> [Records for the exercise]

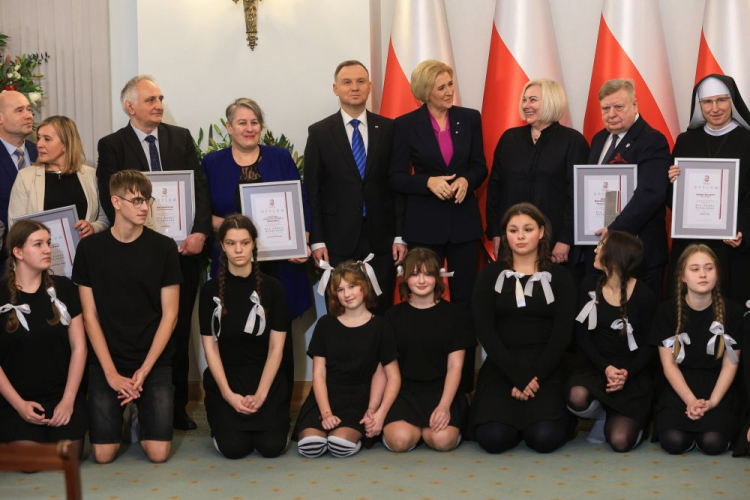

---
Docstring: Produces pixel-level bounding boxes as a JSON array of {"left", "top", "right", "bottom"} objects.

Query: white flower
[{"left": 26, "top": 92, "right": 42, "bottom": 107}]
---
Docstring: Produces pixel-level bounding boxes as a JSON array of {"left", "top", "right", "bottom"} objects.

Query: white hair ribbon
[
  {"left": 576, "top": 292, "right": 596, "bottom": 330},
  {"left": 211, "top": 297, "right": 223, "bottom": 342},
  {"left": 318, "top": 259, "right": 333, "bottom": 295},
  {"left": 47, "top": 287, "right": 70, "bottom": 326},
  {"left": 495, "top": 269, "right": 526, "bottom": 307},
  {"left": 611, "top": 318, "right": 636, "bottom": 351},
  {"left": 245, "top": 292, "right": 266, "bottom": 336},
  {"left": 0, "top": 304, "right": 31, "bottom": 332},
  {"left": 357, "top": 253, "right": 383, "bottom": 295},
  {"left": 661, "top": 332, "right": 690, "bottom": 365},
  {"left": 523, "top": 271, "right": 555, "bottom": 304},
  {"left": 706, "top": 321, "right": 740, "bottom": 365}
]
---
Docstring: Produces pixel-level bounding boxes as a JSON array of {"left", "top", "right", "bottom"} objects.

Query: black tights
[
  {"left": 476, "top": 418, "right": 568, "bottom": 453},
  {"left": 214, "top": 430, "right": 287, "bottom": 460},
  {"left": 568, "top": 385, "right": 641, "bottom": 453},
  {"left": 659, "top": 429, "right": 729, "bottom": 455}
]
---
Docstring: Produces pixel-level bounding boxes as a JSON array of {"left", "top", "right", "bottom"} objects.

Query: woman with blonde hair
[
  {"left": 651, "top": 244, "right": 742, "bottom": 455},
  {"left": 8, "top": 116, "right": 109, "bottom": 238},
  {"left": 486, "top": 78, "right": 589, "bottom": 264}
]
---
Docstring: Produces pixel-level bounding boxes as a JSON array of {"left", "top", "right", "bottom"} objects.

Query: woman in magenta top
[{"left": 389, "top": 60, "right": 487, "bottom": 318}]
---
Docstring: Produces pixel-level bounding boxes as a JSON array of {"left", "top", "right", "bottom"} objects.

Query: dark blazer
[
  {"left": 96, "top": 123, "right": 211, "bottom": 236},
  {"left": 305, "top": 111, "right": 403, "bottom": 256},
  {"left": 201, "top": 146, "right": 312, "bottom": 318},
  {"left": 589, "top": 117, "right": 672, "bottom": 269},
  {"left": 389, "top": 105, "right": 487, "bottom": 245},
  {"left": 0, "top": 141, "right": 39, "bottom": 230}
]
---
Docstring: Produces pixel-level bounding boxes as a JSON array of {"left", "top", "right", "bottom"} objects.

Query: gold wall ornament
[{"left": 232, "top": 0, "right": 262, "bottom": 50}]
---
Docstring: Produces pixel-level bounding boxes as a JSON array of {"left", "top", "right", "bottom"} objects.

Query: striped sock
[
  {"left": 328, "top": 436, "right": 362, "bottom": 458},
  {"left": 297, "top": 436, "right": 328, "bottom": 458}
]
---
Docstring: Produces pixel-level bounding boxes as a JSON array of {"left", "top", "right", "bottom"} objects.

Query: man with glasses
[
  {"left": 586, "top": 79, "right": 672, "bottom": 299},
  {"left": 97, "top": 75, "right": 211, "bottom": 430},
  {"left": 73, "top": 170, "right": 182, "bottom": 463}
]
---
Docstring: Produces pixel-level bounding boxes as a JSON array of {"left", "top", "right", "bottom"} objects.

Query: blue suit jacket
[
  {"left": 589, "top": 117, "right": 672, "bottom": 269},
  {"left": 388, "top": 105, "right": 487, "bottom": 245},
  {"left": 0, "top": 141, "right": 39, "bottom": 228},
  {"left": 201, "top": 146, "right": 312, "bottom": 317}
]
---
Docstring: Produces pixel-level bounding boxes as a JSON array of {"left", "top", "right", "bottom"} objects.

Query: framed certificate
[
  {"left": 240, "top": 181, "right": 307, "bottom": 261},
  {"left": 13, "top": 205, "right": 81, "bottom": 278},
  {"left": 672, "top": 158, "right": 740, "bottom": 240},
  {"left": 580, "top": 165, "right": 638, "bottom": 245},
  {"left": 143, "top": 170, "right": 195, "bottom": 245}
]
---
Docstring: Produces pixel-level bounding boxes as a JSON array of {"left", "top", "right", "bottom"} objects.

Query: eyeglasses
[
  {"left": 701, "top": 97, "right": 730, "bottom": 108},
  {"left": 115, "top": 194, "right": 156, "bottom": 208}
]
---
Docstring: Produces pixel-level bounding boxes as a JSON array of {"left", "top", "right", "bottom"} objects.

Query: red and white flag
[
  {"left": 477, "top": 0, "right": 570, "bottom": 240},
  {"left": 583, "top": 0, "right": 680, "bottom": 148},
  {"left": 380, "top": 0, "right": 461, "bottom": 118},
  {"left": 695, "top": 0, "right": 750, "bottom": 94}
]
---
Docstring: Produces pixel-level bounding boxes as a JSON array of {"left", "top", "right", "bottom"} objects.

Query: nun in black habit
[{"left": 667, "top": 75, "right": 750, "bottom": 304}]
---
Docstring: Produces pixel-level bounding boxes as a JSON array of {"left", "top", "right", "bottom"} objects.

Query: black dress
[
  {"left": 0, "top": 276, "right": 88, "bottom": 443},
  {"left": 566, "top": 276, "right": 656, "bottom": 428},
  {"left": 468, "top": 261, "right": 576, "bottom": 437},
  {"left": 487, "top": 122, "right": 589, "bottom": 248},
  {"left": 292, "top": 315, "right": 397, "bottom": 440},
  {"left": 650, "top": 299, "right": 742, "bottom": 439},
  {"left": 667, "top": 127, "right": 750, "bottom": 303},
  {"left": 199, "top": 272, "right": 291, "bottom": 432},
  {"left": 385, "top": 300, "right": 477, "bottom": 429}
]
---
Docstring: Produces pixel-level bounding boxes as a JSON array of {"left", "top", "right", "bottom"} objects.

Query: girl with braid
[
  {"left": 566, "top": 231, "right": 656, "bottom": 452},
  {"left": 651, "top": 244, "right": 742, "bottom": 455},
  {"left": 0, "top": 219, "right": 88, "bottom": 453},
  {"left": 199, "top": 214, "right": 291, "bottom": 459}
]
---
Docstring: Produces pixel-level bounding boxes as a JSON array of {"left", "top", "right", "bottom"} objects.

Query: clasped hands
[{"left": 427, "top": 174, "right": 469, "bottom": 203}]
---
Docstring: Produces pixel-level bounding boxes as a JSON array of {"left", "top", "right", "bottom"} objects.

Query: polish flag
[
  {"left": 380, "top": 0, "right": 461, "bottom": 118},
  {"left": 477, "top": 0, "right": 570, "bottom": 254},
  {"left": 583, "top": 0, "right": 680, "bottom": 148},
  {"left": 695, "top": 0, "right": 750, "bottom": 96}
]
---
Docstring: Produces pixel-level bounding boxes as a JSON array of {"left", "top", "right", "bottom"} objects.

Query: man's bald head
[{"left": 0, "top": 90, "right": 34, "bottom": 146}]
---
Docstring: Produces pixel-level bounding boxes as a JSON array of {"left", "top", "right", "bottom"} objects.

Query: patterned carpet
[{"left": 0, "top": 412, "right": 750, "bottom": 500}]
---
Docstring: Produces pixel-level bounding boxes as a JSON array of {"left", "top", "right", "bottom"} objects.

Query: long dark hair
[
  {"left": 673, "top": 243, "right": 724, "bottom": 359},
  {"left": 4, "top": 219, "right": 60, "bottom": 332},
  {"left": 596, "top": 231, "right": 643, "bottom": 336},
  {"left": 218, "top": 214, "right": 268, "bottom": 317},
  {"left": 498, "top": 202, "right": 552, "bottom": 271}
]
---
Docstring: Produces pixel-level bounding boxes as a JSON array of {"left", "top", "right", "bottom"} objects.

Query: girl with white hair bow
[
  {"left": 469, "top": 203, "right": 575, "bottom": 453},
  {"left": 650, "top": 244, "right": 742, "bottom": 455},
  {"left": 0, "top": 219, "right": 88, "bottom": 453},
  {"left": 566, "top": 231, "right": 657, "bottom": 452}
]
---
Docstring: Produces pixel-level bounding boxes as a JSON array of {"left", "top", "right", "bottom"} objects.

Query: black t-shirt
[
  {"left": 307, "top": 315, "right": 397, "bottom": 390},
  {"left": 0, "top": 276, "right": 81, "bottom": 408},
  {"left": 73, "top": 227, "right": 182, "bottom": 376},
  {"left": 385, "top": 300, "right": 477, "bottom": 381},
  {"left": 198, "top": 270, "right": 291, "bottom": 368}
]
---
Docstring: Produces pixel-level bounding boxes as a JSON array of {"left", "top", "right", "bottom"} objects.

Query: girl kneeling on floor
[
  {"left": 651, "top": 244, "right": 742, "bottom": 455},
  {"left": 292, "top": 261, "right": 401, "bottom": 458},
  {"left": 383, "top": 248, "right": 477, "bottom": 452}
]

> [Request] Count the lines of the items above that contain the string "white", with case counting. Give only the number.

> [Written solution] 4